• **Required work**:
List every name ending in ".py" that appears in the passage about running AmpliconReconstructor (AR).

*** Opening Passage to read ***

AR requires a number of inputs. To simplify running AR, we use a wrapper script AmpliconReconstructorOM.py, and we use a YAML file to specify the sample-specific files and paths AR will use. Information about creating the YAML file with your inputs (including a template) is located in the section "Preparing your files".

An example invokation of AR is as follows

python AmpliconReconstructorOM.py -i samples.yaml --outdir /path/to/output/directory --run_name [name for this run] --threads 24

A descripton of other command line arguments can produced by running AR with the --help flag.

For highly-complex or large focal amplifications, setting --noConnect is recommended. After identifying relevant scaffolds, a condensed version of the reconstruction can be performed by using OMPathFinder.py and specifying --contig_subset on the relevant Bionano contig IDs.

Running an AR test

You can test AR on using previously published data. The GBM39 cell line has been previously characterized by AR in Wu, et al., Nature 2019. We have made WGS data and OM data publicly available:

You may either generate an AA breakpoint graph from the WGS data yourself (see AmpliconSuite-pipeline for details) or we also provide the pre-generated GBM39 AA breakpoint graph file in the AR data repo (AmpliconReconstructor/test_files/).

  • If starting from BAM file:

If you wish to generate the AA breakpoint graph from scratch, you can use AmpliconSuite-pipeline on the downloaded BAM file from SRA. An example command is below. This may take 1-2 hours on a standard desktop.

/path/to/AmpliconSuite-pipeline/PrepareAA.py -s GBM39 -t 8 --cnvkit_dir /path/to/cnvkit.py --rscript_path /path/to/Rscript --sorted_bam FF18.cs.bam --run_AA

This will output a file GBM39_amplicon1_graph.txt which can be used in the next step.

  • If starting from OM data + pre-generated graph:

Starting from the pre-generated input data should run on a standard desktop in less than 10-15 minutes.

An example .yaml file is provided in the test_files directory.

To run the test, do

cd test_files

python $AR_SRC/AmpliconReconstructorOM.py -i gbm39_test.yaml --outdir GBM39_AR_output --run_name GBM39_test --nthreads [num threads]

In the resulting folder you will see AR output files, including reconstructed cycles, and (if CycleViz specified) visualization plots. Furthermore, the SegAligner and combined alignment for the entire amplicon will be present. The SegAligner files end with *_aln.txt.

SegAligner

SegAligner is a multithreaded C++ aligner for BioNano optical map contigs and in-silico digested genomic reference segments. It additionally supports alignment of contigs to the full reference genome to identify the location of candidate regions of the contigs belonging to regions of the reference.

*** Closing Passage to read ***
*** Opening Exercise data ***

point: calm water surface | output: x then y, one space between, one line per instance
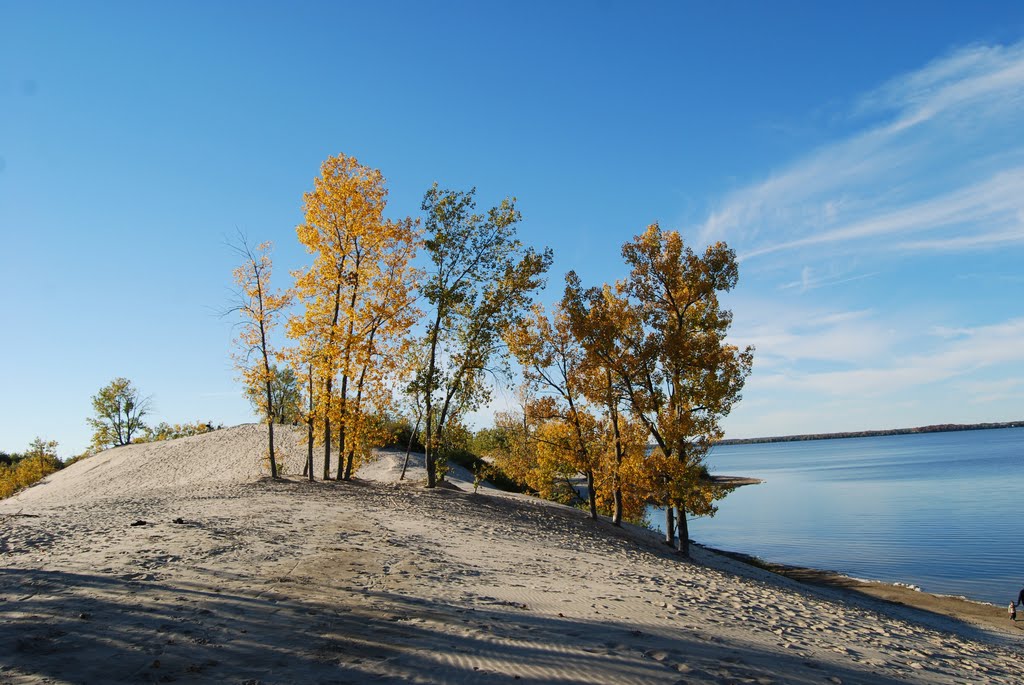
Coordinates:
940 511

*** Closing Exercise data ***

• **Solution to this task**:
AmpliconReconstructorOM.py, OMPathFinder.py, PrepareAA.py, cnvkit.py